- _THE REQUEST_:
Reproduce each line of the listing exactly.

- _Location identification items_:
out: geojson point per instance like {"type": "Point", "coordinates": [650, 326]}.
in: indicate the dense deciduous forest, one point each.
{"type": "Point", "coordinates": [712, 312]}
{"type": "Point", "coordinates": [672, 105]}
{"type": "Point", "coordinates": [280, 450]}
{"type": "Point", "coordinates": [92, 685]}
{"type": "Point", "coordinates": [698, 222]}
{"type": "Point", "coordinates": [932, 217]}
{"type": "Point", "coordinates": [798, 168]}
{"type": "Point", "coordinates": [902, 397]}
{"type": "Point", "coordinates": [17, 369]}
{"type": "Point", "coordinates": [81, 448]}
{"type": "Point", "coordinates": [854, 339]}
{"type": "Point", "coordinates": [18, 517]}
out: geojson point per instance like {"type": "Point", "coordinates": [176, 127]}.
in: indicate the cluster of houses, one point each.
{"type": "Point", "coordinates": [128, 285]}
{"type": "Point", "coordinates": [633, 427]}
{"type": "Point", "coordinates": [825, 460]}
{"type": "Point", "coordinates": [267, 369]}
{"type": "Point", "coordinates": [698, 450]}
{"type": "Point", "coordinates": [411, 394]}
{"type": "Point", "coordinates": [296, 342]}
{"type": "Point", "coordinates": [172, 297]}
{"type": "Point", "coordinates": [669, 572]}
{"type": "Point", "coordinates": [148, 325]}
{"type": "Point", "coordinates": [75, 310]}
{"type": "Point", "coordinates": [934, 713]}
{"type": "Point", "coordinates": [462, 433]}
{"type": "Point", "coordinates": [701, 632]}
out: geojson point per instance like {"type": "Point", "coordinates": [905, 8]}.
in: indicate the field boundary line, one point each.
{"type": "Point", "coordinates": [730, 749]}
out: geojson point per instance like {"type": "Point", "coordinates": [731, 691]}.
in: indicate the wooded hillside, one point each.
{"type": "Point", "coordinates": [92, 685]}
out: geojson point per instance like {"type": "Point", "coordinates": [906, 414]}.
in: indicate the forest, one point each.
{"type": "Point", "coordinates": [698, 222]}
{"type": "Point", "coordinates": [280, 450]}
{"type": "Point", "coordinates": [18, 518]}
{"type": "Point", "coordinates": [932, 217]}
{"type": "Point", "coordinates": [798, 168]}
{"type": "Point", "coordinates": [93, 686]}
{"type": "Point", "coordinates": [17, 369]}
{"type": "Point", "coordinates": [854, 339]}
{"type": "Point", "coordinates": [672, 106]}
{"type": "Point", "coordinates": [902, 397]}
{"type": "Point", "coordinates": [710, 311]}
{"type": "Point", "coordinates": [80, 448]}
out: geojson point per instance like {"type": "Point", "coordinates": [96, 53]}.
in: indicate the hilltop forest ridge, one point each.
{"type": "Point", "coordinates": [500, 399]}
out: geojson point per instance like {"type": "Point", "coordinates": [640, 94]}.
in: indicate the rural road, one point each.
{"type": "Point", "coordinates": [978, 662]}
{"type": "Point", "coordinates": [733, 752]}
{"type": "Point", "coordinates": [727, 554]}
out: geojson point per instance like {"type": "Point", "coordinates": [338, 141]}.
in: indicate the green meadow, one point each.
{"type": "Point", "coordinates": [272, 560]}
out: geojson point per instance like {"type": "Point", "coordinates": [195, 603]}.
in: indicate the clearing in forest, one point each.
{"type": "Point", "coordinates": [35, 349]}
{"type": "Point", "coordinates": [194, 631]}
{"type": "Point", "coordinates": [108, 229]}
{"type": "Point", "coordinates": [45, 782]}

- _CORRECT RESPONSE_:
out: geojson point per instance like {"type": "Point", "coordinates": [650, 326]}.
in: indicate the dense deciduous forest, one point each.
{"type": "Point", "coordinates": [712, 312]}
{"type": "Point", "coordinates": [672, 105]}
{"type": "Point", "coordinates": [280, 450]}
{"type": "Point", "coordinates": [92, 685]}
{"type": "Point", "coordinates": [698, 222]}
{"type": "Point", "coordinates": [932, 217]}
{"type": "Point", "coordinates": [798, 168]}
{"type": "Point", "coordinates": [902, 397]}
{"type": "Point", "coordinates": [17, 369]}
{"type": "Point", "coordinates": [81, 448]}
{"type": "Point", "coordinates": [854, 339]}
{"type": "Point", "coordinates": [18, 517]}
out: geojson point per instance like {"type": "Point", "coordinates": [176, 127]}.
in: indicate the cluster of houses, one point each.
{"type": "Point", "coordinates": [128, 285]}
{"type": "Point", "coordinates": [633, 427]}
{"type": "Point", "coordinates": [825, 460]}
{"type": "Point", "coordinates": [267, 369]}
{"type": "Point", "coordinates": [698, 450]}
{"type": "Point", "coordinates": [411, 394]}
{"type": "Point", "coordinates": [296, 342]}
{"type": "Point", "coordinates": [172, 297]}
{"type": "Point", "coordinates": [669, 572]}
{"type": "Point", "coordinates": [148, 325]}
{"type": "Point", "coordinates": [75, 310]}
{"type": "Point", "coordinates": [934, 713]}
{"type": "Point", "coordinates": [462, 433]}
{"type": "Point", "coordinates": [701, 632]}
out: geojson point per instance like {"type": "Point", "coordinates": [905, 8]}.
in: indicate the field boundary line, one point each.
{"type": "Point", "coordinates": [730, 749]}
out: geojson point per instance like {"type": "Point", "coordinates": [731, 691]}.
in: indicate the wooded hillside, one point each.
{"type": "Point", "coordinates": [92, 685]}
out: geojson point per instance like {"type": "Point", "coordinates": [906, 414]}.
in: indicate the forest, one point each.
{"type": "Point", "coordinates": [698, 222]}
{"type": "Point", "coordinates": [280, 450]}
{"type": "Point", "coordinates": [18, 518]}
{"type": "Point", "coordinates": [932, 217]}
{"type": "Point", "coordinates": [798, 168]}
{"type": "Point", "coordinates": [93, 686]}
{"type": "Point", "coordinates": [17, 369]}
{"type": "Point", "coordinates": [854, 339]}
{"type": "Point", "coordinates": [672, 106]}
{"type": "Point", "coordinates": [902, 397]}
{"type": "Point", "coordinates": [710, 311]}
{"type": "Point", "coordinates": [80, 448]}
out: geojson point per instance like {"type": "Point", "coordinates": [96, 53]}.
in: indicate the hilltop forest ridge, one point each.
{"type": "Point", "coordinates": [500, 399]}
out: geojson point per instance like {"type": "Point", "coordinates": [640, 94]}.
in: indicate the rural road, one point each.
{"type": "Point", "coordinates": [978, 662]}
{"type": "Point", "coordinates": [733, 752]}
{"type": "Point", "coordinates": [727, 554]}
out: geojson point per instance like {"type": "Point", "coordinates": [338, 141]}.
in: indicate the green meadow, one point each.
{"type": "Point", "coordinates": [272, 560]}
out: geojson point per instance like {"type": "Point", "coordinates": [195, 603]}.
in: indicate the clearing in forest, one point each.
{"type": "Point", "coordinates": [35, 349]}
{"type": "Point", "coordinates": [194, 631]}
{"type": "Point", "coordinates": [108, 229]}
{"type": "Point", "coordinates": [45, 782]}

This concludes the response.